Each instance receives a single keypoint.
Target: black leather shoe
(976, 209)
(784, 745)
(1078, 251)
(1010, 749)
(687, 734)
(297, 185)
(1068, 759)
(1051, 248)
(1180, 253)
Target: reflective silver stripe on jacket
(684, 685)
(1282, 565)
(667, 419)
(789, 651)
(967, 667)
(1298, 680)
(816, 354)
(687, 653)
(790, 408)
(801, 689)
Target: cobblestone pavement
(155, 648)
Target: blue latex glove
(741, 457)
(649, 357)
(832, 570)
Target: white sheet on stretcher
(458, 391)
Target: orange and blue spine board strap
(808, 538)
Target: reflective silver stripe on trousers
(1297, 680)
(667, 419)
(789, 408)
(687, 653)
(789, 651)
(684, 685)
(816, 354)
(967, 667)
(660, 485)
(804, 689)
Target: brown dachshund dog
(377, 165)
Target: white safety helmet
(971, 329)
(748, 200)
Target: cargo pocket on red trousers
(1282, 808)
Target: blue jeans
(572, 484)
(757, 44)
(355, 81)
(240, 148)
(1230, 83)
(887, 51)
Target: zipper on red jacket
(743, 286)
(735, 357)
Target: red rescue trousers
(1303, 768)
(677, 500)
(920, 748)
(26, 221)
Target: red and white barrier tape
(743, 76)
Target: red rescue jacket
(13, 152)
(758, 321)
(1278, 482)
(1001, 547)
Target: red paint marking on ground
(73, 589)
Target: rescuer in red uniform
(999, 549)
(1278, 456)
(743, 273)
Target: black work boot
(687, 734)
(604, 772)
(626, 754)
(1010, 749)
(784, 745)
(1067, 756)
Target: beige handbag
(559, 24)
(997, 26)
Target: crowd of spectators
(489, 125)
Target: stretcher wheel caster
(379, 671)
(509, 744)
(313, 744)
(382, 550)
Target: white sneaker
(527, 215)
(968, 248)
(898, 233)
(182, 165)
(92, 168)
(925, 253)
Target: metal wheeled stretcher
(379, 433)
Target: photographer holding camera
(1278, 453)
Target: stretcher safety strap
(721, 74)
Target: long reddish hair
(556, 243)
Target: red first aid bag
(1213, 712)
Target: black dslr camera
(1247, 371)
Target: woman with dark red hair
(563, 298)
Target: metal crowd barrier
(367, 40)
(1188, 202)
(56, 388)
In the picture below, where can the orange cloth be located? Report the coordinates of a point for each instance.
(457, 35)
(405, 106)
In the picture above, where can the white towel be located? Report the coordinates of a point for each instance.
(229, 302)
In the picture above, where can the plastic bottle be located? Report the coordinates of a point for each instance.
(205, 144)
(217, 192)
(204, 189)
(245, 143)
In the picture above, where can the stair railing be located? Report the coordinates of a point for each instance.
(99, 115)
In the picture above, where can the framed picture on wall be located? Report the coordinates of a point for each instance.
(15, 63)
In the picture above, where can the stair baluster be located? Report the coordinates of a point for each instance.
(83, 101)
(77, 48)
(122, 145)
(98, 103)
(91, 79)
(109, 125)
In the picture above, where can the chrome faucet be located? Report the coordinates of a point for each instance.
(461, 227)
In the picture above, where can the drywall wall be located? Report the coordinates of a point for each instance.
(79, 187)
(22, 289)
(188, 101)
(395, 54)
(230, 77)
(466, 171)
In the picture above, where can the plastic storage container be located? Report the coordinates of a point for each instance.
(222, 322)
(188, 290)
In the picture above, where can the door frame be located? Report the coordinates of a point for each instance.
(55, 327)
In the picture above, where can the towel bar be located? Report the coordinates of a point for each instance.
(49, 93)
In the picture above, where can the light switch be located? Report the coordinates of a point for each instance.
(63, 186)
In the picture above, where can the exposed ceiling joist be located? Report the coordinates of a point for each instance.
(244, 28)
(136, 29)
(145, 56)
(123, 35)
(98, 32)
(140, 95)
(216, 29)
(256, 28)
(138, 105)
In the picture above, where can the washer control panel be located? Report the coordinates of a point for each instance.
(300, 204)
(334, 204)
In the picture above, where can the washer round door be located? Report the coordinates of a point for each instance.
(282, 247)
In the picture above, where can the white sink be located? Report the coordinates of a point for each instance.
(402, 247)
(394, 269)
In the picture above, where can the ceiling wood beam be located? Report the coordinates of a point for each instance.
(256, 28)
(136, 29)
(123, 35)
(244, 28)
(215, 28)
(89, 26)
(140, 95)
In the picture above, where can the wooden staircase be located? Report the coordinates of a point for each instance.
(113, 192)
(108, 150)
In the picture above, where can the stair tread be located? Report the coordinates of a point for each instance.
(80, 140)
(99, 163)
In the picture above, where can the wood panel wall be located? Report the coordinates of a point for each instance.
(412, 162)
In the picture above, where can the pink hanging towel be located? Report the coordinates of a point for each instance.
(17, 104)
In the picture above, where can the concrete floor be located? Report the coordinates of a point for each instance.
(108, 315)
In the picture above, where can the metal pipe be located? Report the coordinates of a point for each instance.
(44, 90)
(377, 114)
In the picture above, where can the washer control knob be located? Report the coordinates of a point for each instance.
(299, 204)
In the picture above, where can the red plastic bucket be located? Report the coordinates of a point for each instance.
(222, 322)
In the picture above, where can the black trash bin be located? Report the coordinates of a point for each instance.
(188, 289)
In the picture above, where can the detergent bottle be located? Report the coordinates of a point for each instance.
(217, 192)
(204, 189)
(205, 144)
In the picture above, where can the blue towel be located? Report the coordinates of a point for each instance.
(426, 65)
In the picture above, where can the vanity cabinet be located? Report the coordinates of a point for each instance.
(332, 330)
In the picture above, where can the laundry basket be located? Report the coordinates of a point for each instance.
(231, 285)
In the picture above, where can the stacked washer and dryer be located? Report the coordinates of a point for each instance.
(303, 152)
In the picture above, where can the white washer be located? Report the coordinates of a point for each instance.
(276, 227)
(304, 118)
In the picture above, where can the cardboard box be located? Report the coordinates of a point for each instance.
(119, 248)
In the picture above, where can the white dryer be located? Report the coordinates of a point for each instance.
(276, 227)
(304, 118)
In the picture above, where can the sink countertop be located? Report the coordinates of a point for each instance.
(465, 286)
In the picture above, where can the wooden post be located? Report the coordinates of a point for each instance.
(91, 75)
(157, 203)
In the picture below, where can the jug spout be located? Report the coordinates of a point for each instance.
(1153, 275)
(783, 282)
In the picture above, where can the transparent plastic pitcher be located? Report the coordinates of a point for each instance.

○ ○ ○ ○ ○ ○ ○

### THE REQUEST:
All of the entries above must be quoted exactly.

### THE RESULT:
Each instance receives a single keypoint.
Target: black leather shoe
(976, 209)
(784, 745)
(1078, 251)
(1010, 749)
(687, 734)
(297, 185)
(1068, 759)
(1051, 248)
(1180, 253)
Target: reflective silver stripe on jacket
(684, 685)
(1282, 565)
(667, 419)
(789, 651)
(967, 667)
(1298, 680)
(816, 354)
(687, 653)
(790, 408)
(801, 689)
Target: cobblestone pavement
(155, 648)
Target: blue latex glove
(741, 457)
(649, 357)
(832, 570)
Target: white sheet on stretcher
(458, 391)
Target: orange and blue spine board strap
(808, 538)
Target: reflective silver stripe on trousers
(1297, 680)
(667, 419)
(789, 408)
(687, 653)
(789, 651)
(684, 685)
(816, 354)
(967, 667)
(660, 485)
(804, 689)
Target: brown dachshund dog
(377, 165)
Target: white safety helmet
(971, 329)
(748, 200)
Target: cargo pocket on red trousers
(1282, 808)
Target: blue jeans
(572, 484)
(757, 44)
(355, 81)
(240, 148)
(1230, 83)
(887, 51)
Target: zipper on red jacket
(743, 286)
(735, 357)
Target: red rescue trousers
(1303, 768)
(677, 500)
(920, 748)
(26, 221)
Target: red and white barrier tape
(743, 76)
Target: red rescue jacket
(13, 152)
(758, 321)
(1278, 482)
(1001, 547)
Target: red paint marking on ground
(73, 589)
Target: rescuer in red uniform
(999, 549)
(1278, 456)
(743, 273)
Target: black work boot
(687, 734)
(604, 772)
(626, 754)
(1010, 749)
(784, 745)
(1067, 756)
Target: beige handbag
(559, 24)
(997, 26)
Target: crowd of spectators
(489, 125)
Target: stretcher wheel caster
(379, 671)
(509, 744)
(313, 744)
(382, 550)
Target: white sneaker
(527, 215)
(968, 248)
(898, 233)
(182, 165)
(92, 168)
(925, 253)
Target: metal wheeled stretcher
(379, 433)
Target: photographer holding camera
(1278, 453)
Target: stretcher safety strap
(721, 74)
Target: long reddish hair
(556, 243)
Target: red first aid bag
(1213, 712)
Target: black dslr camera
(1247, 371)
Target: woman with dark red hair
(563, 298)
Target: metal crowd barrier
(367, 40)
(1188, 202)
(56, 388)
In the picture below, where can the orange cloth be located? Report the coordinates of a point for each instance.
(457, 35)
(405, 106)
In the picture above, where can the white towel be located? Report the coordinates of a point for each instance.
(229, 302)
In the picture above, where can the plastic bottle be located? Report the coordinates of a point for each instance.
(205, 144)
(217, 192)
(204, 189)
(245, 143)
In the picture above, where can the stair railing be located? Report the coordinates of a point for each instance.
(99, 115)
In the picture above, where can the framed picture on wall be located? Report the coordinates of a point for each instance.
(15, 63)
In the picture above, where can the stair baluster be located? Report the coordinates of a point for each instance.
(83, 101)
(77, 48)
(122, 145)
(98, 103)
(91, 79)
(109, 125)
In the picture above, where can the chrome faucet be located? Report the coordinates of a point for each instance.
(461, 227)
In the picture above, where can the drywall wall be located? Report the coordinates of a point for each instance.
(79, 187)
(22, 289)
(188, 101)
(395, 54)
(230, 77)
(466, 171)
In the picture above, where can the plastic storage container be located? Report the coordinates of a point for each instance.
(222, 322)
(188, 290)
In the picture above, where can the door frame be located? Report the coordinates of a point for each instance.
(55, 327)
In the picture above, where can the towel bar be located? Report the coordinates of a point for each instance.
(49, 93)
In the picture above, where can the light switch be located? Report the coordinates of a point for each instance.
(63, 186)
In the picture above, where can the exposed ceiling joist be located? Report the coordinates of a point for each instance.
(244, 28)
(136, 29)
(145, 56)
(123, 35)
(98, 32)
(140, 95)
(216, 29)
(256, 28)
(138, 105)
In the picture above, where can the washer control panel be located? Report the coordinates of a point for each instance.
(300, 204)
(334, 204)
In the picture above, where can the washer round door be located? Report the coordinates of a point for each instance.
(282, 247)
In the picture above, where can the white sink be located? Report the coordinates of a point for each instance.
(402, 247)
(394, 269)
In the picture above, where can the ceiling wood beam be located? Report the coordinates of a point for each instance.
(256, 28)
(136, 29)
(123, 35)
(244, 28)
(215, 28)
(89, 26)
(140, 95)
In the picture above, where can the wooden staircase be located? Report the coordinates of a point for each instance.
(113, 192)
(108, 150)
In the picture above, where can the stair tread be located? Report the coordinates of a point for each instance.
(80, 140)
(99, 163)
In the picture above, where can the wood panel wall be located? Report the coordinates of a point for each instance.
(412, 162)
In the picture above, where can the pink hanging towel be located? Report the coordinates of a point for each instance.
(17, 104)
In the picture above, where can the concrete floor be located? Report the coordinates of a point for each instance.
(108, 315)
In the picture above, where can the metal pipe be located? Report the coordinates of a point for each instance.
(44, 90)
(377, 114)
In the picture above, where can the washer control knob be located? Report the coordinates of a point for each instance.
(299, 204)
In the picture above, where can the red plastic bucket be located? Report the coordinates of a point for each instance.
(222, 322)
In the picture above, where can the black trash bin be located? Report the coordinates of a point for each instance.
(188, 289)
In the picture above, where can the detergent bottle be located? Report the coordinates of a point for each instance.
(217, 192)
(204, 189)
(205, 144)
In the picture above, where can the blue towel be located? Report the coordinates of a point for each instance.
(426, 65)
In the picture above, where can the vanity cabinet be located? Report the coordinates of a point for each instance.
(332, 330)
In the picture above, where can the laundry basket be located? Report the coordinates of a point for each instance.
(231, 285)
In the picture above, where can the stacked washer and dryer be located? Report the coordinates of a point for each instance.
(303, 152)
In the picture above, where can the white washer be located? Report the coordinates of a point for each instance.
(276, 227)
(304, 118)
In the picture above, where can the cardboard box be located? Report the coordinates of a point for each instance.
(119, 248)
In the picture above, where can the white dryer be located? Report the coordinates of a point for each instance.
(276, 227)
(304, 118)
In the picture above, where can the sink countertop be located? Report the coordinates of a point for each instance.
(465, 286)
In the picture above, where can the wooden post be located? Report the coordinates of a point for each instance.
(91, 75)
(157, 203)
In the picture below, where can the jug spout be located? Report the coordinates of a point for each instance.
(1153, 275)
(783, 282)
In the picture above, where can the transparent plastic pitcher be located? Report the coordinates of a point for each instance.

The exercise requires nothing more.